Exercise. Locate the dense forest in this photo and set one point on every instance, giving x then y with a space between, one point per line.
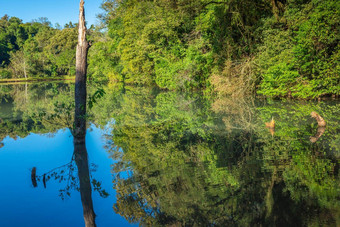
275 48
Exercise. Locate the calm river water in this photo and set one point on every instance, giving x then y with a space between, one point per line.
160 158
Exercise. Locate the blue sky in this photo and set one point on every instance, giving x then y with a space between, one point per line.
57 11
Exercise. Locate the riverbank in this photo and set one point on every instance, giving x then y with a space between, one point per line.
35 79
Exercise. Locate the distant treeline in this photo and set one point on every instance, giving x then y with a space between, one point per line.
277 48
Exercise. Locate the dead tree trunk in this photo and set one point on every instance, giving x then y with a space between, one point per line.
81 70
79 129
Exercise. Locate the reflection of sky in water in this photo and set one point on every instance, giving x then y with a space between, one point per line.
27 206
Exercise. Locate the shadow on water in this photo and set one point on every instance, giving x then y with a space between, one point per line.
79 161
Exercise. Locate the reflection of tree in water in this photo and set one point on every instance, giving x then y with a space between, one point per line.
68 174
175 168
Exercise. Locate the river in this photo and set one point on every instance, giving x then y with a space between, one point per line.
163 158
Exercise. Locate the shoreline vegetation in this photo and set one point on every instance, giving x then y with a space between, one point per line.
36 79
271 48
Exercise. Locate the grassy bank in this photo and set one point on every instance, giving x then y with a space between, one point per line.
34 79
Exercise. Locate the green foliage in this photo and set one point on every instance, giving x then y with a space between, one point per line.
300 53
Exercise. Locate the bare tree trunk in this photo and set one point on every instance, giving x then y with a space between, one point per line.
25 74
79 130
81 70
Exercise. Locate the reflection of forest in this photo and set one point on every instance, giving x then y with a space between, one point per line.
184 160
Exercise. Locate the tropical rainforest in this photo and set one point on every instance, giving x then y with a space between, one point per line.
275 48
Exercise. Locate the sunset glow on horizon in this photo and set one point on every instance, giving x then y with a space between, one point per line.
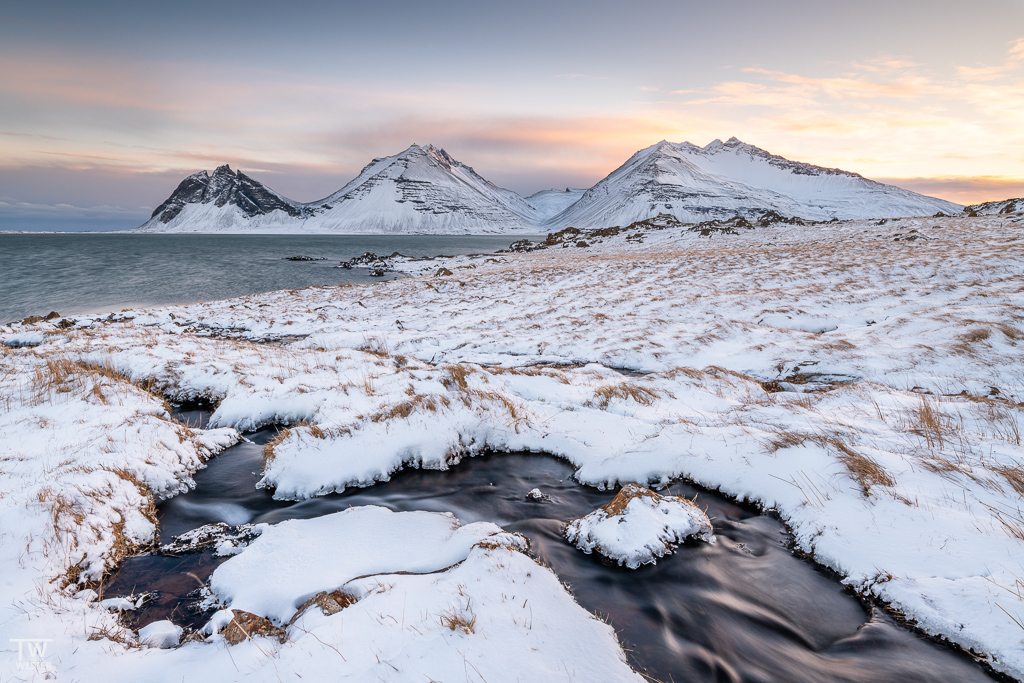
101 116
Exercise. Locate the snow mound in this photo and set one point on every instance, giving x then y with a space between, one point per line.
160 634
638 526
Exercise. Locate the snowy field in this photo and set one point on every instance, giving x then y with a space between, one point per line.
863 380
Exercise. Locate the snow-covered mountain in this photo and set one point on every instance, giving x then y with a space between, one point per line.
724 179
425 190
205 203
1006 207
551 202
419 190
422 189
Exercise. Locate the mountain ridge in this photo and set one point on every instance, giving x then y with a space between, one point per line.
423 189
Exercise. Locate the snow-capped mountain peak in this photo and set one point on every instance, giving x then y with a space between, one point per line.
424 189
725 179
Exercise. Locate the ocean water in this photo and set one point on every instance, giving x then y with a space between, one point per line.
76 273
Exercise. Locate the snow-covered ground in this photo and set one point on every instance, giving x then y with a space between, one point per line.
862 378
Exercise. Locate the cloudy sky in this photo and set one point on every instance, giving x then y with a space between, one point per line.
104 107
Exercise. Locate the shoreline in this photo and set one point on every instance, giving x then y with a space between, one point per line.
856 469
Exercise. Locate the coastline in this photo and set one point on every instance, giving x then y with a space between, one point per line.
840 375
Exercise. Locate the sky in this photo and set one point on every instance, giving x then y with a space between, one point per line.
104 107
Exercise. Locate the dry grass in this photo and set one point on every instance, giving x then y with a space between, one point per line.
1013 474
60 375
273 443
456 377
928 421
864 470
458 621
625 391
420 402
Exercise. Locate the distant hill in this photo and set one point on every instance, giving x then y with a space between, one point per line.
424 190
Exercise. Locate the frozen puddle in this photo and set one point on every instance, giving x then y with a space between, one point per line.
741 609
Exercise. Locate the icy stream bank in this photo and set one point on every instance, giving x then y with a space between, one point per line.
739 610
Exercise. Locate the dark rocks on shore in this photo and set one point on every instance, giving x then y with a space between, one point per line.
41 318
376 264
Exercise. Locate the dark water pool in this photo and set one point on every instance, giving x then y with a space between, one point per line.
743 609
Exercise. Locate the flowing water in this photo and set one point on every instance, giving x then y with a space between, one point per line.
76 273
743 609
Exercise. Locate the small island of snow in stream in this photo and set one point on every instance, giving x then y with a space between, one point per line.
638 526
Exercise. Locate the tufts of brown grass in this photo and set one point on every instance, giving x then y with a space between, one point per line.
625 391
456 377
515 413
863 469
420 402
928 421
1013 474
273 443
976 335
59 375
457 621
377 346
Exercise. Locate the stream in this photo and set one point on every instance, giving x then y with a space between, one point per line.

+++

WHAT THE EXERCISE ASKS: Please replace "Locate" with "Find" throughout all of the rows above, keeping everything else the same, and leave the pictures out of your answer.

WRITTEN RESPONSE:
Exercise. Find the dense forest in this photo and set one point on every instance, giving x then y with a space between, one point per line.
275 48
Exercise. Find the calm river water in this photo and set one point on every instance, giving x then y with a space between, one point per line.
160 158
Exercise. Find the blue sky in this photo and set one point on every instance, giving x then y with a space between, one point per line.
57 11
Exercise. Find the riverbank in this photo and set one point on every instance, giving x then y with a space between, one point per line.
35 79
Exercise. Find the distant treeline in this photo and set one point on every instance, giving x then y with a space between, one point per line.
277 48
Exercise. Find the dead tree trunk in this photo and set one point on every instance, giving x then y with a space between, one point per line.
81 70
79 129
Exercise. Find the reflection of sky in water in this photo and set one point on every instance, giving x then y with a space between, one point per line.
27 206
Exercise. Find the shadow on water in this photo and set one point on every instance, giving x then y with a space between, one point per line.
79 161
Exercise. Find the reflection of tree in water in this photo and set one point on every instance, giving x then y with a space between, one point per line.
68 174
175 168
Exercise. Find the river in this photo and set one point on every instance, giving x then y with a space between, one point per line.
163 158
Exercise. Find the shoreline vegetation in this photo and set one point on every instance, giving x then y with a space between, one point per line.
36 79
271 48
Exercise. Find the grassy bank in this photo and set one point on every instance, giving x then y with a space between, one point per line.
34 79
Exercise. Find the green foliage in this photo and set one point on every instance, giving x then y with a space between, one point per line.
300 53
Exercise. Find the bare tree trunk in this photo and set one point on every instance, giving x then y with a space between, one point per line.
25 74
79 130
81 70
Exercise. Find the reflection of forest in this photo and set one point on every instance, giving x then y with a space between, one point per line.
184 160
Exercise. Find the tropical rainforest in this photo and set one point on every instance, giving x then y with a space between, one point per line.
275 48
Exercise. Find the sunset glow on horizon in this photo and set one point on every instance, giving x then y with a space between, one point per line.
101 116
Exercise. Find the snow mound in this photo and set one point on every instance, giving x then y with a space between, one point per line.
160 634
638 526
Exercise. Find the snowy field in this photo and set one point on every instance, giving x then y with a space between, one point per line.
863 380
Exercise. Find the snow-covered mountain in this photo and set one point on every instance, giving x then y with a space between, one point per line.
724 179
425 190
205 203
1006 207
551 202
419 190
422 189
Exercise. Find the mountain ridge in this photo and set one point on every instance, giving x then y with a space between, one point per line.
423 189
Exercise. Find the snow-capped mountain peak in this photo and set one point on every instance, giving x then y with a space between, one point per line.
424 189
725 179
Exercise. Find the ocean water in this photo and set one point on every instance, giving x then y with a space between, one point per line.
76 273
Exercise. Find the snow-covered ground in this photo and set one point on every instance, giving x then y with a space between, one point per line.
862 378
Exercise. Find the cloudy sky in this photo and set one point on every instance, giving x then y with a space between, one point per line.
104 107
Exercise. Find the shoreline in this photo and set one point on every instance, giving x then y with a space between, one point per line.
856 469
Exercise. Find the coastline in this photo and set one point on every instance, giving x then y with a space between, one point per line.
840 375
Exercise. Find the sky in this photo and set one point on every instance, giving x then y with a space between, one point per line.
104 107
Exercise. Find the dry grass in this photo and set one point on every instance, giving x then y with a space between, one point per line.
1013 474
60 375
273 443
456 377
928 421
864 470
458 621
625 391
420 402
Exercise. Find the distant hill in this photo and set one point on every instance, giving x then y with a space between, one point per line.
424 190
Exercise. Find the frozen puddle in this photo and set one point on every instance, giving x then y with a space between, one point per line.
741 609
Exercise. Find the icy stream bank in this photo and set one point on every instance, giving x then y with a space between, one point per line.
739 610
Exercise. Find the dark rocks on shore in this photo and set one point on every instance, giving x then y with a space between, one point per line.
41 318
376 264
Exercise. Find the dark water pool in this photo and set one point on every instance, giving x then y with a space between, one point per line.
743 609
Exercise. Find the flowing water in this photo and set one point on every instance, giving x then y with a space between, one point per line.
76 273
743 609
Exercise. Find the small island of snow in stream in this photo and set one point on every instance, giving x then y with a space between, one point per line.
638 526
Exercise. Find the tufts of brown grass in this photo and set one point on every instance, giving x then y with a space between, one point per line.
625 391
456 377
515 413
863 469
420 402
928 421
1013 474
273 443
976 335
59 375
457 621
377 346
Exercise. Find the stream in this photo and set one point on every instance, giving x then y with a space between, one point per line.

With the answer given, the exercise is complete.